◆ **Requirement**: Starting with the line that holds "Each instance receives exactly one keypoint. Mark the shrub", copy out each remaining line of the listing below, up to and including the last one, and include nothing else.

◆ **Object location annotation data**:
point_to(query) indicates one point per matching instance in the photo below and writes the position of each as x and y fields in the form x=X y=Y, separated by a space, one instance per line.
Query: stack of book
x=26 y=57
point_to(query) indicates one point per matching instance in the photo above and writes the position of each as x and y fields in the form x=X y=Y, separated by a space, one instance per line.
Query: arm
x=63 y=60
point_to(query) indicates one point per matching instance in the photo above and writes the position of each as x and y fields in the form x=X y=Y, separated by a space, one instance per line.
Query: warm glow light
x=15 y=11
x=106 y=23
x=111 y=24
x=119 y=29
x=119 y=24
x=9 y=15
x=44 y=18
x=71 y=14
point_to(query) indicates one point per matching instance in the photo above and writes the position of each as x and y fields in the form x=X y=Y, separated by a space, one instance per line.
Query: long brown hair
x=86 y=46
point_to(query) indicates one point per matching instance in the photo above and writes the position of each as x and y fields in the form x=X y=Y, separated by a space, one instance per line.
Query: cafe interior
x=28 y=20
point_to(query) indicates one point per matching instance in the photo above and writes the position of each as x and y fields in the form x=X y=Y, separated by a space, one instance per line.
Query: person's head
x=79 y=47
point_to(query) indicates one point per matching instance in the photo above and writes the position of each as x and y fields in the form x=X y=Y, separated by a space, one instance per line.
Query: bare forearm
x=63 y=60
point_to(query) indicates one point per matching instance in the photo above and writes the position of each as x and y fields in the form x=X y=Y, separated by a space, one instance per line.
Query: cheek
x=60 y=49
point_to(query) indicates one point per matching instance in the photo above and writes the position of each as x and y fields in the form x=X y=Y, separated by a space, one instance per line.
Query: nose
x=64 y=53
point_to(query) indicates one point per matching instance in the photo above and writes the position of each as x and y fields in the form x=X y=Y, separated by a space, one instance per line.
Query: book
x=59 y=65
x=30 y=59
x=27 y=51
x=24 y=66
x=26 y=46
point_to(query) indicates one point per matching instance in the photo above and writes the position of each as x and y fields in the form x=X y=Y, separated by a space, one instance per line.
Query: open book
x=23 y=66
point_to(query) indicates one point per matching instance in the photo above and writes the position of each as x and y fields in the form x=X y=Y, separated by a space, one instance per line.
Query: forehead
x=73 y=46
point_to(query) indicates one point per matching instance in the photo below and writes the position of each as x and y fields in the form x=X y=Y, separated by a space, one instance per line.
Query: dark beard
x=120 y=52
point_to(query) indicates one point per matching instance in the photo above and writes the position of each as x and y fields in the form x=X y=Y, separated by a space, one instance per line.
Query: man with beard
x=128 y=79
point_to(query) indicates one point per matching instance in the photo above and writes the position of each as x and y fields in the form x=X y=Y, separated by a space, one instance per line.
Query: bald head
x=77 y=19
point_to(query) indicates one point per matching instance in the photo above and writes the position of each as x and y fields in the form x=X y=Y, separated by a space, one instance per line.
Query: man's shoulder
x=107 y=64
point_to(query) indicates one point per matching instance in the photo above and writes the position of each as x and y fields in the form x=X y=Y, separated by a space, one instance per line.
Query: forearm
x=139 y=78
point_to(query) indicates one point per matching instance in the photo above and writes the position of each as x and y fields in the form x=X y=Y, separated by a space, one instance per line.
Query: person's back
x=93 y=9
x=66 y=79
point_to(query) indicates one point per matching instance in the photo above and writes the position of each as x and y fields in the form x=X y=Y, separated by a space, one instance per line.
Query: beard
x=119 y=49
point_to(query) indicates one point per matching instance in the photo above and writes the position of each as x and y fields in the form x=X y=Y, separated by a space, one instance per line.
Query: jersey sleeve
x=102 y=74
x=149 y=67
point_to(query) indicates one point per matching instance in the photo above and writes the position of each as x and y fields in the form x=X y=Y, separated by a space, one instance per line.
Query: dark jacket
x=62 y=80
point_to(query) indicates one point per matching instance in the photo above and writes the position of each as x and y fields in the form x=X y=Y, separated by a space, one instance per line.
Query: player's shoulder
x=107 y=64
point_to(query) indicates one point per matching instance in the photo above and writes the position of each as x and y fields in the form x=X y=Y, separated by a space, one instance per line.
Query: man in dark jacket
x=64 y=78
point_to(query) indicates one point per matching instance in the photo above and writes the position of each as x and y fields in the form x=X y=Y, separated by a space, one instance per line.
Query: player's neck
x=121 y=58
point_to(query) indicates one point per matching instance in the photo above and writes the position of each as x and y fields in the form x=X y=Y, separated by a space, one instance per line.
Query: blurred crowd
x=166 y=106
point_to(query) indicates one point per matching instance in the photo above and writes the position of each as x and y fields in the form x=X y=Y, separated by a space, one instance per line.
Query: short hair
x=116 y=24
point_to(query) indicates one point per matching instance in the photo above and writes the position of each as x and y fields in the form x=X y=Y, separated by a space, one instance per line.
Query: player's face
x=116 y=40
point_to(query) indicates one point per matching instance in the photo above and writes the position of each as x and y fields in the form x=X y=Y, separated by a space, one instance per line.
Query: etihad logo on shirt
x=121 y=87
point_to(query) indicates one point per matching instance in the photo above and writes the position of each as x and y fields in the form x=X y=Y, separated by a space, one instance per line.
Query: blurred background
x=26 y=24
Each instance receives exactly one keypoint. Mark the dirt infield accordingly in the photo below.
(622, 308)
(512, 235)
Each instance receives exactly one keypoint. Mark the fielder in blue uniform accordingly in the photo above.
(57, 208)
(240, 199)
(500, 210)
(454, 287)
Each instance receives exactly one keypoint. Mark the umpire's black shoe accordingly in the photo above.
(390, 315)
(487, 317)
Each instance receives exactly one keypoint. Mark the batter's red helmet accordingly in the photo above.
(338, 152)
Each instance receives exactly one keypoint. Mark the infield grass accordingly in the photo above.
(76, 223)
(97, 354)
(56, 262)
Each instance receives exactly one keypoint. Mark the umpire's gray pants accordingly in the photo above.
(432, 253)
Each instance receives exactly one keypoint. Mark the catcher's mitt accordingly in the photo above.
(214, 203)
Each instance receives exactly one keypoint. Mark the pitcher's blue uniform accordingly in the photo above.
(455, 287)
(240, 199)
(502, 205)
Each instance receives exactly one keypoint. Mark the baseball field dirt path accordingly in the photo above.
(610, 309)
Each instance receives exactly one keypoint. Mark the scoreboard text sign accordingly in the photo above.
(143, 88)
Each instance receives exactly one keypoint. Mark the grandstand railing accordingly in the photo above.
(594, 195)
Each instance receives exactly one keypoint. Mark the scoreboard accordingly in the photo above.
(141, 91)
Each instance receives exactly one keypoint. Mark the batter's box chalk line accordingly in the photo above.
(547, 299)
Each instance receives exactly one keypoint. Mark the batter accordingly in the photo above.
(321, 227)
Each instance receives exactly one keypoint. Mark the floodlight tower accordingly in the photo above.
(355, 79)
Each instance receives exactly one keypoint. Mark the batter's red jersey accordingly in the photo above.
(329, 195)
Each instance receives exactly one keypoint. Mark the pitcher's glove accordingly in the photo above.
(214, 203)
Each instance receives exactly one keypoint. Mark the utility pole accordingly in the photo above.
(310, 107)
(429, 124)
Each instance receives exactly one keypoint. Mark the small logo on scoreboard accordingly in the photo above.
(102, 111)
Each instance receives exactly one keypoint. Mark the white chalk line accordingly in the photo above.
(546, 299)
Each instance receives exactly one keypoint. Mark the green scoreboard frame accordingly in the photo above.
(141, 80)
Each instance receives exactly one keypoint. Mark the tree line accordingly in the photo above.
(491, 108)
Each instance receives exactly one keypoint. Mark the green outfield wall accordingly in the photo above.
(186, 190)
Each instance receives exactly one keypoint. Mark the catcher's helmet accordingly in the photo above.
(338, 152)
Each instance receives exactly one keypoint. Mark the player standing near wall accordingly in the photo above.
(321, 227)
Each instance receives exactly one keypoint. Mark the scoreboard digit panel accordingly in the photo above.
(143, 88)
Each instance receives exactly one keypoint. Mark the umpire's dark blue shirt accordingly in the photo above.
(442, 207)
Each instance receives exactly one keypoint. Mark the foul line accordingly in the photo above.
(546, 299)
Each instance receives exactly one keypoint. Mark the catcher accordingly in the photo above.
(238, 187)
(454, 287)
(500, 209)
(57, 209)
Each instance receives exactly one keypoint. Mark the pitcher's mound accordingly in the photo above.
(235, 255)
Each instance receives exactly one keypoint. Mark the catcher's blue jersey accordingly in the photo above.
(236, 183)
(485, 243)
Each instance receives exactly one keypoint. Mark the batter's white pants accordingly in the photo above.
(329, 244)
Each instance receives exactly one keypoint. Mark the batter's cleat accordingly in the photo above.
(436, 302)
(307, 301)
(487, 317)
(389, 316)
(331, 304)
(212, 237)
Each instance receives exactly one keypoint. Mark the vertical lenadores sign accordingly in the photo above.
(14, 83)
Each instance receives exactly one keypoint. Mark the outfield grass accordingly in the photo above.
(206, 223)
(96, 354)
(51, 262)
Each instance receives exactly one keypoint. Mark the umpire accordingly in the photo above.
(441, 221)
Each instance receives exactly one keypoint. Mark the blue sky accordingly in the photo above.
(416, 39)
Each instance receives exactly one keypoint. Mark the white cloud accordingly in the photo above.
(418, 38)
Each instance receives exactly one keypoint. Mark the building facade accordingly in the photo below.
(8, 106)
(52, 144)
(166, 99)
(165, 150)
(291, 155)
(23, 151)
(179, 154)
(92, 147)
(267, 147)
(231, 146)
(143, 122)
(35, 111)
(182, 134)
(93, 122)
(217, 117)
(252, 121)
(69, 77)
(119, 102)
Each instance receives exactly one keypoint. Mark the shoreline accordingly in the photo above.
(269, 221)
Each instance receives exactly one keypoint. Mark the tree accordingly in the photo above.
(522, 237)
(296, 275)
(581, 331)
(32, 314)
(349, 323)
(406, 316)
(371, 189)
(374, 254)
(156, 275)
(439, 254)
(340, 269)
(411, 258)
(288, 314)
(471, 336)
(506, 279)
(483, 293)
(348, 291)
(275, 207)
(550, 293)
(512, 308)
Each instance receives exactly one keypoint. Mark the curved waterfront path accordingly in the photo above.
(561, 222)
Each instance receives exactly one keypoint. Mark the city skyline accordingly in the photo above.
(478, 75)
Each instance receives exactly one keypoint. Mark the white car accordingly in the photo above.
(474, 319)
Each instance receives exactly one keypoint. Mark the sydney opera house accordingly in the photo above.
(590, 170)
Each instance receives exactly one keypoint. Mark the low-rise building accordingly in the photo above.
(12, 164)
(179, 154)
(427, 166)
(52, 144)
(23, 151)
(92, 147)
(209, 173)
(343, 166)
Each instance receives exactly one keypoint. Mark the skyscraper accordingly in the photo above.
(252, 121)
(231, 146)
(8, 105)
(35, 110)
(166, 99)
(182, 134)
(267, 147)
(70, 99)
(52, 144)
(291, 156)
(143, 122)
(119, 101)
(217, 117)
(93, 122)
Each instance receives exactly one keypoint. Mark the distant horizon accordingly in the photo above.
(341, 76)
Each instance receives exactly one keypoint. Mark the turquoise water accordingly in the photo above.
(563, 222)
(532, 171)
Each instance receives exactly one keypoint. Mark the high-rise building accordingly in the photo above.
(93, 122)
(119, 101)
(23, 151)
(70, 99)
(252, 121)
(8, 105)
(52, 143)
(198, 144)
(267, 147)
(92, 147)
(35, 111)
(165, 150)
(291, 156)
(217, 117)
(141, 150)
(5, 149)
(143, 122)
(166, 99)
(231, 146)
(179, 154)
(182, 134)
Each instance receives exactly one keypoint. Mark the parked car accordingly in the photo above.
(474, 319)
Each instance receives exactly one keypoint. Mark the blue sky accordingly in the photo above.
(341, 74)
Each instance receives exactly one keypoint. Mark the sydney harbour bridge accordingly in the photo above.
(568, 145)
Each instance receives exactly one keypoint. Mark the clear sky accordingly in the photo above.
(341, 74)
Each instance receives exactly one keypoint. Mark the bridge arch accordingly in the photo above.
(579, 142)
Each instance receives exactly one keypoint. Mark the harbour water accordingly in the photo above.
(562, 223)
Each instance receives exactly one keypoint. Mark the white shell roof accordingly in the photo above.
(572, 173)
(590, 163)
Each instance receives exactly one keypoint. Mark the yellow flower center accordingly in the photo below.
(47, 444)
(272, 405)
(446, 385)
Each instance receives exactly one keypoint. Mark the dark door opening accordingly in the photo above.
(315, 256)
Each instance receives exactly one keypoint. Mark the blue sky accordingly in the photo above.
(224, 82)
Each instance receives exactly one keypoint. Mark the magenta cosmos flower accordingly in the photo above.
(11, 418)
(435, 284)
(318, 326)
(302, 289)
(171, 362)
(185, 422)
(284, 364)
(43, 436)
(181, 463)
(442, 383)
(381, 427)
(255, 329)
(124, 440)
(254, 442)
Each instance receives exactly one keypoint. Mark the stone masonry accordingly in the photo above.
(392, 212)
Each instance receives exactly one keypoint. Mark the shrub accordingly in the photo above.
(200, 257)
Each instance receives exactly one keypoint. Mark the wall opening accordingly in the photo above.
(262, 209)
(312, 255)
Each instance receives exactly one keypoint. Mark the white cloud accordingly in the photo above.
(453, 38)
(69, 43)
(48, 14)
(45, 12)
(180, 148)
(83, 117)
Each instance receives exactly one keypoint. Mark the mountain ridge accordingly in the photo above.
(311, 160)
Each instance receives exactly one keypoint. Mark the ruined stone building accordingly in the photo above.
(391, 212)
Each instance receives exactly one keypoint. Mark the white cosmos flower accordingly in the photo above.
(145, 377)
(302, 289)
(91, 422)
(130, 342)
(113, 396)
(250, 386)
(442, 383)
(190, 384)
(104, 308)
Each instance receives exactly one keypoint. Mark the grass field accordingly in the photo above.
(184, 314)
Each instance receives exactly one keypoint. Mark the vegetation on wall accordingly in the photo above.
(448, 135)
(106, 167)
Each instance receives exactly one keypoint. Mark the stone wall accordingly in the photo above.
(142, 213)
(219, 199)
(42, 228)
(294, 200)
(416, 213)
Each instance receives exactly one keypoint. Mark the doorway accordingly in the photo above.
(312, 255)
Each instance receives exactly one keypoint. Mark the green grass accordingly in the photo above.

◆ **Full answer**:
Each instance receives exactly one keypoint. Mark the shrub accordingly in the photo above.
(200, 257)
Each instance receives exactly one keypoint. Mark the wall opening accordingly in the photo above.
(262, 209)
(312, 255)
Each instance receives exactly one keypoint. Mark the white cloud accordingly in the photo above.
(453, 38)
(69, 43)
(48, 14)
(45, 12)
(180, 148)
(83, 117)
Each instance receives exactly one keypoint. Mark the mountain ridge accordingly in the photo above.
(311, 160)
Each instance receives exactly one keypoint. Mark the ruined stone building accordingly in the photo above.
(391, 212)
Each instance receives exactly one keypoint. Mark the white cosmos flower accordingly in the photo above.
(145, 377)
(302, 289)
(91, 422)
(130, 342)
(113, 396)
(250, 386)
(442, 383)
(190, 384)
(104, 308)
Each instance receives exactly one keypoint. Mark the grass field accordingly in the photo above.
(184, 314)
Each instance receives exactly one keypoint. Mark the vegetation on wall accordingly in the photo above.
(448, 135)
(106, 167)
Each instance receives exactly one keypoint. Mark the stone wall accordingly in the photo above.
(142, 213)
(219, 199)
(42, 228)
(294, 200)
(416, 213)
Each instance receives exactly one keypoint. Mark the doorway accordingly in the photo above.
(312, 255)
Each instance receives exactly one keypoint. Mark the green grass accordingly in the photo above.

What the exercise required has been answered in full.